Look below for the line with "Identify the goal and". Extract that line and each one after it through the last, word for word.
# START OF Records supplied
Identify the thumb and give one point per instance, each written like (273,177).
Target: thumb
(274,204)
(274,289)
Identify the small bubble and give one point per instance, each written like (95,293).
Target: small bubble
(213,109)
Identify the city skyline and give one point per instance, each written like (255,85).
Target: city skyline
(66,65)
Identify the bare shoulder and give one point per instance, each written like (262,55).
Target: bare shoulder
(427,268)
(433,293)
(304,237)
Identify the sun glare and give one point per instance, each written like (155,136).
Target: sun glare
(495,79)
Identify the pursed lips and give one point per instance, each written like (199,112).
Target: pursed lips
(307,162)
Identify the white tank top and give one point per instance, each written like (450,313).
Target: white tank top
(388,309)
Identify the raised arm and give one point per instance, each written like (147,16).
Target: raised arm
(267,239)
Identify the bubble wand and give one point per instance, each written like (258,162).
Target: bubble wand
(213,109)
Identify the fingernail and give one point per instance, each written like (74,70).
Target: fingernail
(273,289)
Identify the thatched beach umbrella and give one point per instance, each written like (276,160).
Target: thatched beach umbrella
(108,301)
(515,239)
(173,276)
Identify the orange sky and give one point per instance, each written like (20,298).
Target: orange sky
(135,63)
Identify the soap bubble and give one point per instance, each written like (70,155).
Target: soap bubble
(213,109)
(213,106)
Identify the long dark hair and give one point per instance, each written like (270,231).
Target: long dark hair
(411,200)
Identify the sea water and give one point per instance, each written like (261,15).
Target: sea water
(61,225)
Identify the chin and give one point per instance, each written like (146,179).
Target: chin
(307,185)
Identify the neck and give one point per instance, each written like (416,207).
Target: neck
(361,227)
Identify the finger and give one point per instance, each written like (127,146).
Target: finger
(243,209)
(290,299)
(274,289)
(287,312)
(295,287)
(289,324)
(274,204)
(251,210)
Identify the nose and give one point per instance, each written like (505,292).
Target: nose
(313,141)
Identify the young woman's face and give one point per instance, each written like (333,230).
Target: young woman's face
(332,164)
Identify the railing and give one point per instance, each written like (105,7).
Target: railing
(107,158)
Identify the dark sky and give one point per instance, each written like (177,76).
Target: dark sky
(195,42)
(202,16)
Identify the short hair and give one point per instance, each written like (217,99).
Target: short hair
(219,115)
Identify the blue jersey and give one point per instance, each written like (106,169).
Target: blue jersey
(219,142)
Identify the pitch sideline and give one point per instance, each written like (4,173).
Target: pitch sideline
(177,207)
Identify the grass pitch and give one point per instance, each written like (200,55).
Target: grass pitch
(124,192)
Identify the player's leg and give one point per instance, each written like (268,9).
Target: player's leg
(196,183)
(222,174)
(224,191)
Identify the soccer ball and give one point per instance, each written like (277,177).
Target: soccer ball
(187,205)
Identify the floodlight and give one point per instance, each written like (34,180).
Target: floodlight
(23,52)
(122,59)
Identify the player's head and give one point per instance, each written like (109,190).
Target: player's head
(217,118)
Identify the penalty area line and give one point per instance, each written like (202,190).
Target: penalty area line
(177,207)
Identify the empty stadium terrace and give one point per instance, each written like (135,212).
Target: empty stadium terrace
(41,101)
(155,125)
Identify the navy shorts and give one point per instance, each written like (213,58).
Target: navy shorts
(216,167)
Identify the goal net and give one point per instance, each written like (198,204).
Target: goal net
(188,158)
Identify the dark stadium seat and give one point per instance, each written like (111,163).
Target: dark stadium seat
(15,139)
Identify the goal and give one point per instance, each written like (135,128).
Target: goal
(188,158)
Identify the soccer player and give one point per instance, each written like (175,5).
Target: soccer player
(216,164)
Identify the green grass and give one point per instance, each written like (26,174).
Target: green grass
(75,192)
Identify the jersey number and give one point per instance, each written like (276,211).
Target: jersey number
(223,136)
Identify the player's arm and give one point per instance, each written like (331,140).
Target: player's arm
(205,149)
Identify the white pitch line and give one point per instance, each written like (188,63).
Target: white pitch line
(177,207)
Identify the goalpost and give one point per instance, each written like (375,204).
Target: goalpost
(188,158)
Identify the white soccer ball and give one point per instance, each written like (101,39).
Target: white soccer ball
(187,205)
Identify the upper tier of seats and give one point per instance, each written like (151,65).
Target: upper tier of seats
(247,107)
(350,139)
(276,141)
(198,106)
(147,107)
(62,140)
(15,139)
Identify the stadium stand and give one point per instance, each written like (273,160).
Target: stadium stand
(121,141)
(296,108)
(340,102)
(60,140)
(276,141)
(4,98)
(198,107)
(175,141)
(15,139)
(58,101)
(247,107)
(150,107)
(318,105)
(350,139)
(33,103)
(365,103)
# END OF Records supplied
Task result =
Identify the goal and give one point per instance, each written like (135,128).
Target: goal
(188,158)
Identify the soccer player and give one point per instance, each written like (175,5).
Target: soccer player
(216,164)
Identify the green grass and give one point per instance, each written like (26,174).
Target: green grass
(75,192)
Identify the jersey number and give one point per instance, each written like (276,211).
Target: jersey number
(223,136)
Identify the player's arm and give one point per instance, each written like (331,140).
Target: player's arm
(205,149)
Identify the white pitch line and give one point per instance, each written like (188,63).
Target: white pitch line
(177,207)
Identify the goalpost and give one point per instance, each written like (375,204).
Target: goalpost
(188,158)
Identify the white soccer ball and give one point per instance, each written like (101,39).
Target: white soccer ball
(187,205)
Identify the upper tier of seats and give one point per instance, each written like (151,65).
Target: upper tier of seats
(247,107)
(350,139)
(276,141)
(198,106)
(147,107)
(62,140)
(15,139)
Identify the stadium stand and give one point per instance, each written like (273,160).
Target: stadium stand
(121,141)
(296,108)
(340,102)
(60,140)
(276,141)
(4,98)
(198,107)
(175,141)
(15,139)
(58,101)
(247,107)
(150,107)
(318,105)
(350,139)
(33,103)
(365,103)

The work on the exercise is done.